● AIM OF THE TASK:
Type out all the records word for word. Any pictures are to be left out.
------------
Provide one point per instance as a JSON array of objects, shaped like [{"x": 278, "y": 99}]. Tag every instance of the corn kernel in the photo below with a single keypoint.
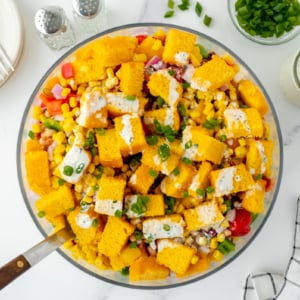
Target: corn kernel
[
  {"x": 213, "y": 243},
  {"x": 220, "y": 237},
  {"x": 195, "y": 259},
  {"x": 36, "y": 128},
  {"x": 73, "y": 102},
  {"x": 240, "y": 151},
  {"x": 36, "y": 112},
  {"x": 217, "y": 255},
  {"x": 157, "y": 45}
]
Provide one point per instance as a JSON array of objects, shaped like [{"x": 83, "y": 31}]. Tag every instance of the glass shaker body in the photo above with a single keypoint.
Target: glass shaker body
[{"x": 54, "y": 27}]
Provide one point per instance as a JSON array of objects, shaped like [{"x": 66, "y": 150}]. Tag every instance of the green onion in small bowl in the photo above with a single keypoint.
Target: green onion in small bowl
[{"x": 264, "y": 21}]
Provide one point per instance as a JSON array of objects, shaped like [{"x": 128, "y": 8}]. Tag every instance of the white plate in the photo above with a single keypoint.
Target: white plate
[{"x": 11, "y": 32}]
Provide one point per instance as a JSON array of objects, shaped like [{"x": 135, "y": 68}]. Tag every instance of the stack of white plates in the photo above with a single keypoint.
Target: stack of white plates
[{"x": 11, "y": 32}]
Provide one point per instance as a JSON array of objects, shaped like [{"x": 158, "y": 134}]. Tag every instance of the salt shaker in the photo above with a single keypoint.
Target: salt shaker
[
  {"x": 54, "y": 27},
  {"x": 89, "y": 16}
]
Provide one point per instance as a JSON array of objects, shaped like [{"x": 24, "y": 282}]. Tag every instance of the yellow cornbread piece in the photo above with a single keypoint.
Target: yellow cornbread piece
------------
● ANSWER IN FULL:
Provide one point per instance as a JSON array of objects, shaped like [{"x": 278, "y": 99}]. Tag every instance of the corn kernel in the photo below with a single keypoint.
Target: corn kernel
[
  {"x": 213, "y": 243},
  {"x": 220, "y": 237},
  {"x": 195, "y": 259},
  {"x": 36, "y": 128},
  {"x": 73, "y": 102},
  {"x": 240, "y": 151},
  {"x": 36, "y": 112},
  {"x": 217, "y": 255},
  {"x": 157, "y": 45}
]
Provide one point per instance as a JSON array of objects, shaped like [{"x": 83, "y": 31}]. Tag every instance of the glass shaker body in the photo above with a single keypoint.
Target: glass shaker body
[{"x": 54, "y": 27}]
Provide one point per instance as a JSON array of objects, shaped like [{"x": 66, "y": 150}]. Tag every instance of the green onion in small bowl in the photo above with a single keypoint.
Target: green onion in small bowl
[{"x": 264, "y": 21}]
Provide one point per instance as a JSON array of objects, shaped like [{"x": 128, "y": 8}]. Tag every instance of the white plate in the photo above with a single keypoint.
Target: white plate
[{"x": 11, "y": 32}]
Provide one point per instance as a JSON array of objects, shaped like [{"x": 135, "y": 68}]. Tag every instance of the stack of white plates in the photo above with a single keypoint.
Target: stack of white plates
[{"x": 11, "y": 32}]
Provide one point per instance as a JSON array of objects, shaped like [{"x": 158, "y": 134}]. Tag every instance of the salt shaker in the photo above with a single keypoint.
Target: salt shaker
[
  {"x": 54, "y": 27},
  {"x": 89, "y": 16}
]
Provide one point per instance as a JSON array of objects, shaped like [{"x": 24, "y": 282}]. Tag every instance of the yellow cornbread piece in the photo above with a single keypoint.
Target: yellow cornbread piece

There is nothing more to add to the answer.